No sexto texto, a partir de pesquisa qualitativa realizada em um centro universitário na Baixada Fluminense, Ana Patrícia da Silva, autora de "O Professor de Educação Física como agente do processo inclusivo", questiona se os docentes do curso em questão se reconhecem como agentes no processo inclusivo. Após um enfoque a respeito do conceito de inclusão como processo, a autora caracteriza a disciplina de Educação Física dentro de um panorama bem mais abrangente do que aquele que visa somente às aptidões físicas, apresentando-nos uma descrição da metodologia utilizada no estudo, bem como os resultados obtidos, os quais demonstraram que, embora os professores não possuam ainda um delineamento inclusivo nítido em seus planejamentos, direcionam-se a esse projeto inclusivo e, mesmo que de forma indireta, reconhecem-se como seus agentes.

Em "O coordenador pedagógico como agente para a inclusão", Cristina Nacif Alves inicia seu trabalho assinalando o quanto a ética nas práticas cotidianas precisa abandonar a reprodução de hábitos e atitudes para se afirmar como prática responsável de todo educador em acatar um posicionamento que intente transformação da realidade excludente da escola. Relata detalhadamente o trabalho que vem desenvolvendo para a formação de coordenadores pedagógicos da rede pública municipal da cidade do Rio de Janeiro, a partir de um curso de leitura e escrita, com o intuito de levar esses profissionais a desenvolver uma postura crítica das próprias ações e intervenções.

A autora utiliza os postulados de Vygotsky e Bakhtin com respeito à importância da linguagem na formação dos sujeitos para analisar até que ponto esses coordenadores pedagógicos apropriam-se dos conteúdos transmitidos pelo curso e transformam, com isso, suas próprias representações de ensino e aprendizagem.

"Inclusão na educação: uma reflexão crítica da prática", de Bianca Fogli, Lucindo Silva Filho e Margareth de Oliveira, contextualiza a inclusão do ponto de vista da educação profissional para as pessoas com necessidades especiais, reafirmando a diferença entre os conceitos de integração e inclusão. Os autores discutem os novos desafios relativos às práticas inclusivas dentro da escola como espaço de acesso ao conhecimento, mas também como contexto social para a construção da cidadania.

**OBJETIVO DO EXERCÍCIO**. Troque "docentes" por "educadores" no trecho do texto sobre educação inclusiva que se inicia nas palavras "No sexto texto, a" e se encerra em "como seus agentes.". Apresente esse trecho com a troca feita.

**AMOSTRA DE DADOS**.
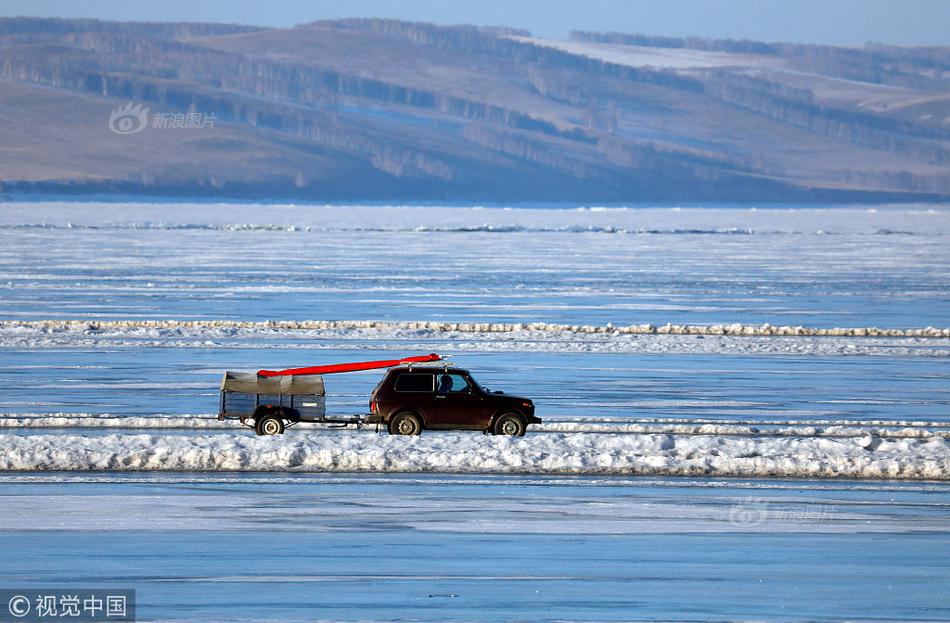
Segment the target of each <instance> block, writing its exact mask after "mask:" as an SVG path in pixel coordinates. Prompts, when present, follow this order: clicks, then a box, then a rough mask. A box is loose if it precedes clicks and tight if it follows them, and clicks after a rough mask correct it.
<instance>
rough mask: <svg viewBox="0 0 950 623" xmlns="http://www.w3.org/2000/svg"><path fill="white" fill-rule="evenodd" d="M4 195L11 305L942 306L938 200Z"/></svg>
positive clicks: (329, 311)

**RESULTADO DO EXERCÍCIO**.
No sexto texto, a partir de pesquisa qualitativa realizada em um centro universitário na Baixada Fluminense, Ana Patrícia da Silva, autora de "O Professor de Educação Física como agente do processo inclusivo", questiona se os educadores do curso em questão se reconhecem como agentes no processo inclusivo. Após um enfoque a respeito do conceito de inclusão como processo, a autora caracteriza a disciplina de Educação Física dentro de um panorama bem mais abrangente do que aquele que visa somente às aptidões físicas, apresentando-nos uma descrição da metodologia utilizada no estudo, bem como os resultados obtidos, os quais demonstraram que, embora os professores não possuam ainda um delineamento inclusivo nítido em seus planejamentos, direcionam-se a esse projeto inclusivo e, mesmo que de forma indireta, reconhecem-se como seus agentes.